◆ **Quoted text**

* BEGIN *

We also continue to focus on vertical markets such as healthcare, which grew 16% in 2015. Our business model is more relevant than ever as technology is more complex and more disruptive. We must add value every day for our customers and our vendor partners in order to take market share and increase our relevance in the IT supply chain.

As changes in the market continue to unfold, we will continue to manage our growth appropriately with the focus on expanding margins, investing in solution capabilities and keeping our balance sheet strong. We also believe that our balanced portfolio of customers, suppliers, products and solutions has helped us to deliver solid results.

Our goal is to continue to deliver sustained and consistent performance. We will now entertain your questions.

Kaylie?.

Operator

[Operator Instructions] Our first question comes from the line of Adam Tindle with Raymond James. Your line is open..

Adam Tindle

Okay. Thank you. I’ve got one for Tim and one for Joe. Tim, you outperformed your largest competitor meaningfully last quarter and based on these results, it looks like that’s going to continue.

What’s changed in your mix or go-to-market that has allowed this, and how sustainable do you think it is?.

Tim McGrath President & Chief Executive Officer

Well, thanks. We haven’t seen our competitors announced yet, and of course we have a great respect for those in our industry. But I really think, culture is a big driver of our success and that really comes down to our people and the relationships that we have and our ability to execute on behalf of our customer base.

So we’re very confident in our business plan moving forward, and we think that you’ll continue to see this type of result from us..

Adam Tindle

Okay.

So right from the competitive environment standpoint nothing to point out there that’s causing PC Connection to gain share here?.

Tim McGrath President & Chief Executive Officer

Well, we’ve been internally very focused on advance technologies. We’ve got a company wide goal on that metric. And I think that mix has helped because it really enables us to better solve our customer’s business issues with technology. So I think that’s working..

Joe Driscoll

And there was, a couple of very specific areas that went very well in Q4. The healthcare vertical was definitely a big winner for us in Q4. And as Tim, said we continue to hire technical people and people who are specialists in advanced areas. And you can see our software results were excellent in Q4.

So I think those are two sort of specific areas that went very well in Q4..

Adam Tindle

Okay. So, Joe, along those lines, I mean do you think with the growth in solution sales and software, do you think we’re seeing kind of a new normal in gross margin.

Do you expect this gross margin level to continue?.

Joe Driscoll

So, our goal every year is to grow the gross margin line somewhere around 10 to 20 basis points. All of that really comes down to mix, and we obviously had a very good mix in Q4. A lot of it is really dependent upon what our customers need from us any particular quarter.

So I’d say, on a steady state basis, we’re going to try to drive 10 to 20 basis point improvement in gross margin sort of quarter-over-quarter. Sometimes that won't happen if the mix suddenly shifts to a lot of lower margin categories..

Adam Tindle

Okay. And just one housekeeping.

Would you be able to size those several large deals that you referred to just to set our expectations for Q1 correctly?.

* END *

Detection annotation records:
* BEGIN *

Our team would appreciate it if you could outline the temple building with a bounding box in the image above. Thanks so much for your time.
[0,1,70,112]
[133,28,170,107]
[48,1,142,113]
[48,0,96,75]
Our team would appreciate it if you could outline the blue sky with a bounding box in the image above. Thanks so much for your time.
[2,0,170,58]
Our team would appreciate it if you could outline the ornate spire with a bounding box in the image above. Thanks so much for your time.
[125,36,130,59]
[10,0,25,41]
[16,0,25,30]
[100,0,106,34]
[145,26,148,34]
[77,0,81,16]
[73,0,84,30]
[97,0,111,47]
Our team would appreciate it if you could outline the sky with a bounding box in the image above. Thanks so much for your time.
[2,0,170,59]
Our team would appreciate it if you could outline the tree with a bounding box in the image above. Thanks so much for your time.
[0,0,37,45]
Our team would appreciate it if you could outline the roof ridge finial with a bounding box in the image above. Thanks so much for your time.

* END *

◆ **Exercise**
Reproduce everything in the earnings call transcript from "[Operator Instructions] Our" down to "going to continue.". The records stand apart from the earnings call transcript and are separate material.

◆ **Complete output**
[Operator Instructions] Our first question comes from the line of Adam Tindle with Raymond James. Your line is open..

Adam Tindle

Okay. Thank you. I’ve got one for Tim and one for Joe. Tim, you outperformed your largest competitor meaningfully last quarter and based on these results, it looks like that’s going to continue.